• TASK DETAILS
Swap "pumps" for "compressors" and give the fuel-as-cargo text again, starting at "Fuel as Cargo" and ending at "it's maximum density.".

• Welcome to the new COTI server. We've moved the Citizens to a new server. Please let us know in the COTI Website issue forum if you find any problems.
  • We, the systems administration staff, apologize for this unexpected outage of the boards. We have resolved the root cause of the problem and there should be no further disruptions.

Fuel as Cargo

You have access to pumps, a dirty great heat source, and environment controls.

Distil the local water and fill your hold with water at 277K - it's maximum density.
 
Looking at the Deep Impact experiment I would be thinking more along the lines of a telescoping articulated arm with a grav floor plate on it. Reach out to the "snow" turn on the grav floor plate and all this loose stuff sticks to it and then stuff the snow into a cargo bay, close the doors add atmosphere add heat suck up the water, dry the air and pump the room back to vacuum. And repeat, getting about 5% of the hold's volume in water per cycle and each cycle is in the hours, not minutes scale.

Solid ice is another matter, grappling arm for small enough pieces to grab and move, then you have issues like the thing shatters when you try to move it, or it's too big to fit and it will not break where and when you need it to break. cutting , drilling and blasting are not going to be quick or safe. Belters would have home brew equipment they have made for this kind of operation, that lock themselves to the ice and then have measures like grav plates to contain the ice shards generated.

• DATA ENTRIES
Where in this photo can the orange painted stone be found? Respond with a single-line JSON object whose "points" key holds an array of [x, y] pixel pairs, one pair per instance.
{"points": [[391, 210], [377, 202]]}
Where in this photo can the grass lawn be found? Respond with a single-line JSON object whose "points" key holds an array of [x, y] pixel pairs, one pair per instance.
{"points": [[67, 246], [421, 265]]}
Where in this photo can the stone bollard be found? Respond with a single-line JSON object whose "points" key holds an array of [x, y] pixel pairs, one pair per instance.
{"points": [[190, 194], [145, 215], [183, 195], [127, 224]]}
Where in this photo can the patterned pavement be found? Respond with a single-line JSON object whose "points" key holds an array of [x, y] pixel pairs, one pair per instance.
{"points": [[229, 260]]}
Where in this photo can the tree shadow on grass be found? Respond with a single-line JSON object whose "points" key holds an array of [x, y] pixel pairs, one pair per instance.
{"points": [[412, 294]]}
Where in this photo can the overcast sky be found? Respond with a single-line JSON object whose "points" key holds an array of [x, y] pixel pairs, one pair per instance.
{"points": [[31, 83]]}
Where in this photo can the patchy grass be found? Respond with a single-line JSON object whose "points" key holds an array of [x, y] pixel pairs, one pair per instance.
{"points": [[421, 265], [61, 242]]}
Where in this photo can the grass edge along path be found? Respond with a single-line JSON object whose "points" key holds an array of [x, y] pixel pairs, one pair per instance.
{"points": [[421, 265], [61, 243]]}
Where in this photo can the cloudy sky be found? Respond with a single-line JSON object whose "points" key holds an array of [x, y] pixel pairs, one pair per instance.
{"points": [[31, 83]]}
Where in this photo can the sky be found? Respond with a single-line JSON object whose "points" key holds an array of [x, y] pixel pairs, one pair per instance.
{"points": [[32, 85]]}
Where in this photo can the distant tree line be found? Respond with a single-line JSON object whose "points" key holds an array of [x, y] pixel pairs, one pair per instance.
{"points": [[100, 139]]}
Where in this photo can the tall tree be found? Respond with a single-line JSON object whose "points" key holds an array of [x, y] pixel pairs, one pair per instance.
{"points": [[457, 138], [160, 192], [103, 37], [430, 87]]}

• RESULT OF THE EXERCISE
Fuel as Cargo

You have access to compressors, a dirty great heat source, and environment controls.

Distil the local water and fill your hold with water at 277K - it's maximum density.